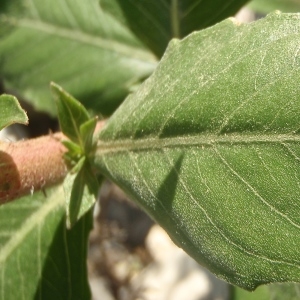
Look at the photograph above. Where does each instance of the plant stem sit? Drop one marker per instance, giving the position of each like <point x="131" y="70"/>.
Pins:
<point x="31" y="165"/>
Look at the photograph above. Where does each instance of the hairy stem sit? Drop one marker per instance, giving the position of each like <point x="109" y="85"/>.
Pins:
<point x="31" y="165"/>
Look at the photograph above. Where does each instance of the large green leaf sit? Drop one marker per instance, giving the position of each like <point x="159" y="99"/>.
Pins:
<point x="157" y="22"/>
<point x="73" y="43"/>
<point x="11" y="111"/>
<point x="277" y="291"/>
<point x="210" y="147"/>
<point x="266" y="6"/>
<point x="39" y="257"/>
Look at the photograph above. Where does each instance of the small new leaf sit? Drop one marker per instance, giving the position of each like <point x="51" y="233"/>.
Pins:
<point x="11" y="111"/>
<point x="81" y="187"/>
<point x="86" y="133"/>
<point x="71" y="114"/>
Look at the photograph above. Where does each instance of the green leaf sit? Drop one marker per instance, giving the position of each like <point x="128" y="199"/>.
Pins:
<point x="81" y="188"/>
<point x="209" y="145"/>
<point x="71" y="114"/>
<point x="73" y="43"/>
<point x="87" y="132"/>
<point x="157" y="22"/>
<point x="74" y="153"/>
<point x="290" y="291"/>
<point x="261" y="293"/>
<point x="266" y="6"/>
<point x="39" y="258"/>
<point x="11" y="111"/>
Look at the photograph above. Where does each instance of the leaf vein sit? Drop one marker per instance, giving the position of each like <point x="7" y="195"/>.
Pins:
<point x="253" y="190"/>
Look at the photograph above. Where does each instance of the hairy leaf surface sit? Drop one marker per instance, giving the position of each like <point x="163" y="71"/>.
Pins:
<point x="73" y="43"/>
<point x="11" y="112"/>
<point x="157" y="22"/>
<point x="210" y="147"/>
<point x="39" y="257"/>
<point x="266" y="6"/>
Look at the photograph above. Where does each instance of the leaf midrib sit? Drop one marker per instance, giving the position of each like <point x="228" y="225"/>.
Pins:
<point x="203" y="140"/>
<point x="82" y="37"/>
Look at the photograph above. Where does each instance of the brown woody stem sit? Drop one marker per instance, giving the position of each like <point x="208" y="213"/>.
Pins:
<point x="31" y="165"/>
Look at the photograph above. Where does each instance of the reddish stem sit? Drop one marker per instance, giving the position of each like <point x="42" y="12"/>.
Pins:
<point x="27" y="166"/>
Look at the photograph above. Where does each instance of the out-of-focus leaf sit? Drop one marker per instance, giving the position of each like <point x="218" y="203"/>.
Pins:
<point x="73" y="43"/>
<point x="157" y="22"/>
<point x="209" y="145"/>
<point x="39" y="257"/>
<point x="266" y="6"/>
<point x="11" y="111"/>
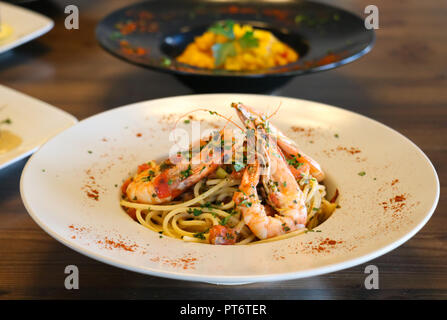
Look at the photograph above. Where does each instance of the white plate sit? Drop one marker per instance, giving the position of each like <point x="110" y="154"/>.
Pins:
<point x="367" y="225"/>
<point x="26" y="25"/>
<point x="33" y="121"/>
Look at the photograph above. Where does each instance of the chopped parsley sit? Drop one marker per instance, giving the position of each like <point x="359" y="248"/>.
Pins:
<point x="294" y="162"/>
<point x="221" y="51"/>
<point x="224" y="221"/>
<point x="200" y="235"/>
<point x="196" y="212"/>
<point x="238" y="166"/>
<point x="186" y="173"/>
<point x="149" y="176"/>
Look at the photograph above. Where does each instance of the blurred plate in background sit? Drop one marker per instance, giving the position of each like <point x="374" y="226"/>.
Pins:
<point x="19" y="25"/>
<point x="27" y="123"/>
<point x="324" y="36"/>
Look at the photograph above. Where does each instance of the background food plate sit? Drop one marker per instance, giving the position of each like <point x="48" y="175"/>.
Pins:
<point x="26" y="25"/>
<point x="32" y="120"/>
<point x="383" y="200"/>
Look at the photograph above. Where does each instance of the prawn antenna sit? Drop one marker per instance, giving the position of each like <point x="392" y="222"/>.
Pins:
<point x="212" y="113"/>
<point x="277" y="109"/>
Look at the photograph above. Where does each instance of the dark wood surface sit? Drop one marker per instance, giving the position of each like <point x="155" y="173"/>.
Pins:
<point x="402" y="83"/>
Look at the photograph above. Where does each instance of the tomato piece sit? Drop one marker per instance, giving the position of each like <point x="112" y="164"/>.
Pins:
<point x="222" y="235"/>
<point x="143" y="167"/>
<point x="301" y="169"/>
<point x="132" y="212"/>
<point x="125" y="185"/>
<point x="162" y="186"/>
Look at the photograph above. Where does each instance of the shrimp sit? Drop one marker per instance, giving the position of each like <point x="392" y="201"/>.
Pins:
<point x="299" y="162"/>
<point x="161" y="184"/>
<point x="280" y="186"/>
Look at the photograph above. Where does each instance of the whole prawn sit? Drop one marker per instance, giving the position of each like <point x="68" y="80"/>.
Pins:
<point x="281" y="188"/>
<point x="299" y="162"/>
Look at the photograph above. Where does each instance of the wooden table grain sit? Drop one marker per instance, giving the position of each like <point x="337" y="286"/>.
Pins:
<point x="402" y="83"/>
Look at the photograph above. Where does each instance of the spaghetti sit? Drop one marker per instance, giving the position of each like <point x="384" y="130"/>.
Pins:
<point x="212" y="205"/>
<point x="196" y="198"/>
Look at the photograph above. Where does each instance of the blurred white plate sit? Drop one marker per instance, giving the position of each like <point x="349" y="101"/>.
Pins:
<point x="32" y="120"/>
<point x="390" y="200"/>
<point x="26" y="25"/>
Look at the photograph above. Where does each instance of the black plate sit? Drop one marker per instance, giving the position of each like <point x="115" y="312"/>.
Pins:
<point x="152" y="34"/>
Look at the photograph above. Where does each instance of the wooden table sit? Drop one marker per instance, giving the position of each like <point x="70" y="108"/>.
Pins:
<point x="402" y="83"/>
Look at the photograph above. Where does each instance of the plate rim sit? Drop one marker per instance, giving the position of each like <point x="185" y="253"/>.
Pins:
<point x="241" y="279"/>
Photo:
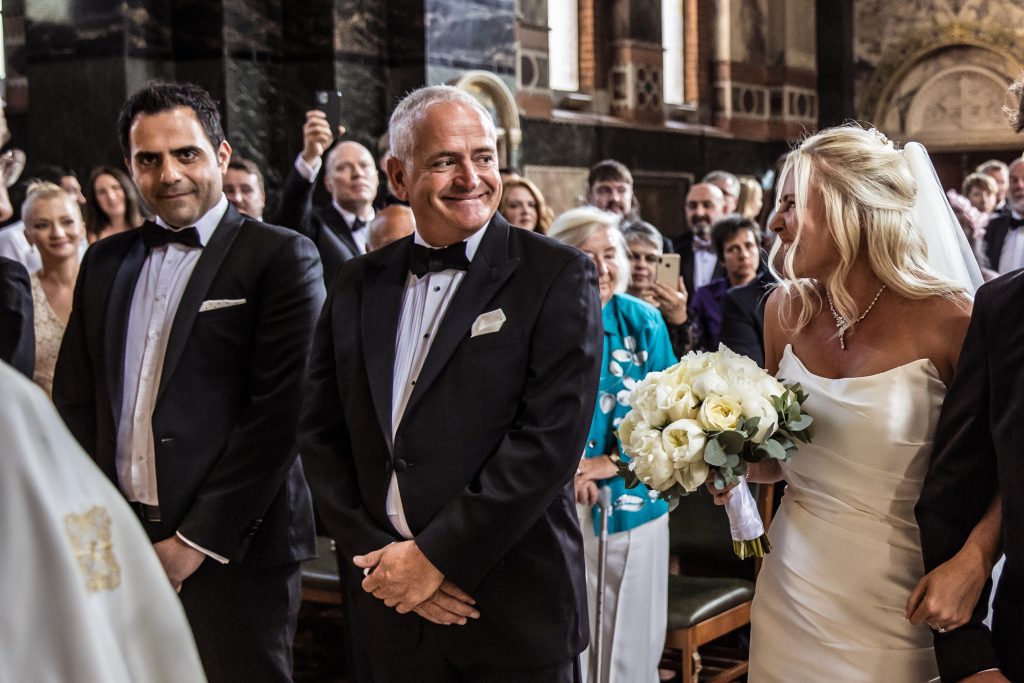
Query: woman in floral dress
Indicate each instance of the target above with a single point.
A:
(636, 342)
^^^^^^^^^^^^^^^^
Your answer should be every line from the material above in which the word "white" appears.

Look at the photograph above. Where does each instance of the white plate sit? Drop one marker per instance, giving the position of each like <point x="110" y="154"/>.
Look at the photograph above. Where does each instance of the blurred white plate sit? Drop one marker per instance, giving the position of each like <point x="349" y="101"/>.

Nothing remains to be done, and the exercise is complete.